** TASK OBJECTIVE **
According to the news report on data sold on bot markets, what was the average price of one person's digital identity?

NEW DELHI/ BENGALURU: Around five million people globally have had their data stolen and sold on the bot market till date, of which 600,000 are from India, making it the worst affected country, according to one of the world’s largest VPN service providers NordVPN.
The study by NordVPN, of Lithuania’s Nord Security, said the stolen data included user logins, cookies, digital fingerprints, screenshots and other information, with the average price for the digital identity of a person pegged at 490 Indian rupees ($5.95).
NordVPN tracked data for the past four years, ever since bot markets were launched in 2018.
India has been dealing with cyber security concerns for a while. As recently as last month, multiple servers of the All India Institute of Medical Sciences (AIIMS), a federal government hospital that caters to ministers, politicians and the general public, were infected on Nov 23, a senior police official told Reuters.
A week after the ransomware attack on AIIMS, the Indian Council of Medical Research (ICMR) faced around 6,000 hacking attempts within 24 hours on Nov 30; media reported.
Indian cybersecurity rules have tightened only earlier this year, with the Indian Computer Emergency Response Team (CERT) requiring tech companies to report data breaches within six hours of noticing such incidents and to maintain IT and communications logs for six months.
NordVPN’s study looked into three major bot markets, the Genesis market, the Russian Market, and 2Easy and found stolen logins including those from Google, Microsoft and Facebook accounts.
“What makes bot markets different from other dark web markets is that they are able to get large amounts of data about one person in one place,” said Marijus Briedis, chief technology officer at NordVPN.
“And after the bot is sold, they guarantee the buyer that the victim’s information will be updated as long as their device is infected by the bot.”
Researchers of NordVPN found 667 million cookies, 81,000 digital fingerprints, 538,000 auto-fill forms, numerous device screenshots, and webcam snaps in their study.
Meanwhile, Microsoft confirmed that a group it calls DEV-0537 broke into an account and stole some parts of source code for some of its products, The Verge reported.
Notorious hacking group Lapsus$ took responsibility, claiming it has hacked Microsoft. The group posted a file that holds around 37 GB of data and asserted it contains partial source code for Bing and Cortana.
Microsoft said in a blogpost that their investigators are trying to track down the hacker group for weeks.
According to the Microsoft Threat Intelligence Centre (MSTIC), “the objective of DEV-0537 actors is to gain elevated access through stolen credentials that enable data theft and destructive attacks against a targeted organization, often resulting in extortion. Tactics and objectives indicate this is a cybercriminal actor motivated by theft and destruction.”
Microsoft affirms, however, that the leaked code does not result in any serious threats and that their team intervenes hacker’s mid-operation.
Both Samsung and Nvidia confirmed that their data had been stolen.

** RECORDS PROVIDED **
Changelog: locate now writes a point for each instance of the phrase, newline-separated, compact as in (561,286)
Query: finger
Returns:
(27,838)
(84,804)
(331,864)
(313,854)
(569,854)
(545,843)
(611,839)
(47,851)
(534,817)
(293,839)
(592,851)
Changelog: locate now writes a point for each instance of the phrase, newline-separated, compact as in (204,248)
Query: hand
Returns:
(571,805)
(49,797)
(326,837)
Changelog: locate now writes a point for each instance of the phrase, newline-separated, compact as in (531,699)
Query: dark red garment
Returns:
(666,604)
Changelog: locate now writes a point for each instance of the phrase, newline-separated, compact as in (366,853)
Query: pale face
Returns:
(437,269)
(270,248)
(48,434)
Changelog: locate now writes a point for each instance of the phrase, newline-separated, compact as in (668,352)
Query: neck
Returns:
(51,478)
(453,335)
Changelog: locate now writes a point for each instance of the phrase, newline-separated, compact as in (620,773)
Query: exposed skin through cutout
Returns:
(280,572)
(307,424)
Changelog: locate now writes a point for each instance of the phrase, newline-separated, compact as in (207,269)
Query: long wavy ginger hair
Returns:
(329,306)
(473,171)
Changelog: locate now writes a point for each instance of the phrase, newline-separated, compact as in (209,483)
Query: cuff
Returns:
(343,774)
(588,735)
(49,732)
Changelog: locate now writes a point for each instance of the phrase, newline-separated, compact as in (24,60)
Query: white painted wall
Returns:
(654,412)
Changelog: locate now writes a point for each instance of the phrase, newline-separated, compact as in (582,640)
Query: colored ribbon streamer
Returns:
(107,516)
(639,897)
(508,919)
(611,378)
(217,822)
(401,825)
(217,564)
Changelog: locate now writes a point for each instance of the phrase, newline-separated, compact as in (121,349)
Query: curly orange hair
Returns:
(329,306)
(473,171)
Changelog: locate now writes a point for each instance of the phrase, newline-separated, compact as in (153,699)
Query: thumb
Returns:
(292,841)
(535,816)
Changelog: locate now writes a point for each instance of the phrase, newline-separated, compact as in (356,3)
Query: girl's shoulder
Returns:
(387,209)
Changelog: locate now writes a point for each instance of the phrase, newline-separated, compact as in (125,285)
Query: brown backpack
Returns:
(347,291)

** YOUR SOLUTION **
490 Indian rupees ($5.95).